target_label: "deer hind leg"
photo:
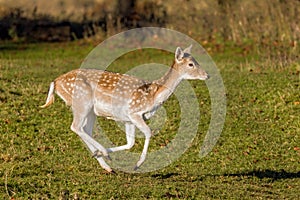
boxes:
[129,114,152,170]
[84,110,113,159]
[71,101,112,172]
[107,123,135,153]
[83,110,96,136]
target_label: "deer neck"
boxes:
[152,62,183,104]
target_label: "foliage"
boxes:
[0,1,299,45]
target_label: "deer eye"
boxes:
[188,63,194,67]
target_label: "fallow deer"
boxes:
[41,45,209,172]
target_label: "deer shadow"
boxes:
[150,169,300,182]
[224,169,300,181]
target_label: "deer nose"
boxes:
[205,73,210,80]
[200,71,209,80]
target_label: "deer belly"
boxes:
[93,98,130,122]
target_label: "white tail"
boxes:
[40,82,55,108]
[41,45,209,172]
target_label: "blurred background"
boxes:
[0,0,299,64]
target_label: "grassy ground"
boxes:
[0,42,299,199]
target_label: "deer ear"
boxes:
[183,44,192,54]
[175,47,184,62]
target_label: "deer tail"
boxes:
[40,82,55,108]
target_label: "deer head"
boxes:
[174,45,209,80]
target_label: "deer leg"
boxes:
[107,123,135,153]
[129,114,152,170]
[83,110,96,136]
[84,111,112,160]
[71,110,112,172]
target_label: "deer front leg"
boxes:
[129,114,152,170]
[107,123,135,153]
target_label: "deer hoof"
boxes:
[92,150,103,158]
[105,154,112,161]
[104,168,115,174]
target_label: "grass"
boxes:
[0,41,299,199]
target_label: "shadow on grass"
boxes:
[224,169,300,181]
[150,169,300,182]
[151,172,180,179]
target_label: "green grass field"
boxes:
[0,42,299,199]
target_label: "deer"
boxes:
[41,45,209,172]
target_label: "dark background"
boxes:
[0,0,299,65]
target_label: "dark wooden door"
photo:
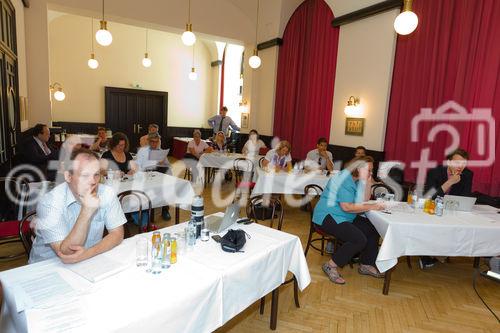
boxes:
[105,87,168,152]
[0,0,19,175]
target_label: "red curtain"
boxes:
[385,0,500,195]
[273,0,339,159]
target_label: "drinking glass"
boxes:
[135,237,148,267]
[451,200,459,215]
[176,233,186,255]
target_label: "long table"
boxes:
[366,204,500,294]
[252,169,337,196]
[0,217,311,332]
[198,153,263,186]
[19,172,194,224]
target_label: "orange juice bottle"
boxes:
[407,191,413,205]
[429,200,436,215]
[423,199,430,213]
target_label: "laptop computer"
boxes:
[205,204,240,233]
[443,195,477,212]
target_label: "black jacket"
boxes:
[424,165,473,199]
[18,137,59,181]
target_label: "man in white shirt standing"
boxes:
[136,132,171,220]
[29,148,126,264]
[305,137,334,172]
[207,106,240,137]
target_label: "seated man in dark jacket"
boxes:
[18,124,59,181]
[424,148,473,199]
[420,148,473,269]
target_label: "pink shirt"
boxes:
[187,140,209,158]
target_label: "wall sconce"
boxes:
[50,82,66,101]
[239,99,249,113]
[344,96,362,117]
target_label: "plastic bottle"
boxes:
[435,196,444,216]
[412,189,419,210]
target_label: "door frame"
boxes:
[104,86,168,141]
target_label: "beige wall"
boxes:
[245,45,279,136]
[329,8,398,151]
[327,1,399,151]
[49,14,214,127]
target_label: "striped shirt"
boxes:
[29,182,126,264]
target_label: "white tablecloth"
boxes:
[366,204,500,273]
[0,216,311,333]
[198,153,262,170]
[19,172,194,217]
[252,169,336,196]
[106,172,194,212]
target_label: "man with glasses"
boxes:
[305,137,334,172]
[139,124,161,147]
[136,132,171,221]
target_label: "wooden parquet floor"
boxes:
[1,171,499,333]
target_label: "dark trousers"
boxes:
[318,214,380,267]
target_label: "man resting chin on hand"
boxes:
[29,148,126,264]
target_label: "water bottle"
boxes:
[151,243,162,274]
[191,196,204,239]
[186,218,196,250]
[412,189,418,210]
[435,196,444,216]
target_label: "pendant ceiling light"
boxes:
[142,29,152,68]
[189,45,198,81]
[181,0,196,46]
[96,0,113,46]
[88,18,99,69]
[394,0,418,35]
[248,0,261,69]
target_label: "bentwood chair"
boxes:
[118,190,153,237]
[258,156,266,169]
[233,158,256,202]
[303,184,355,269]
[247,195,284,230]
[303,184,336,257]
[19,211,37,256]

What to produce -
Whenever the string "bottle" turns up in a line of the data, copy that line.

Result of this exercise -
target_label: "orange juice bottle"
target_label: "plastic bottle"
target_label: "water bottle"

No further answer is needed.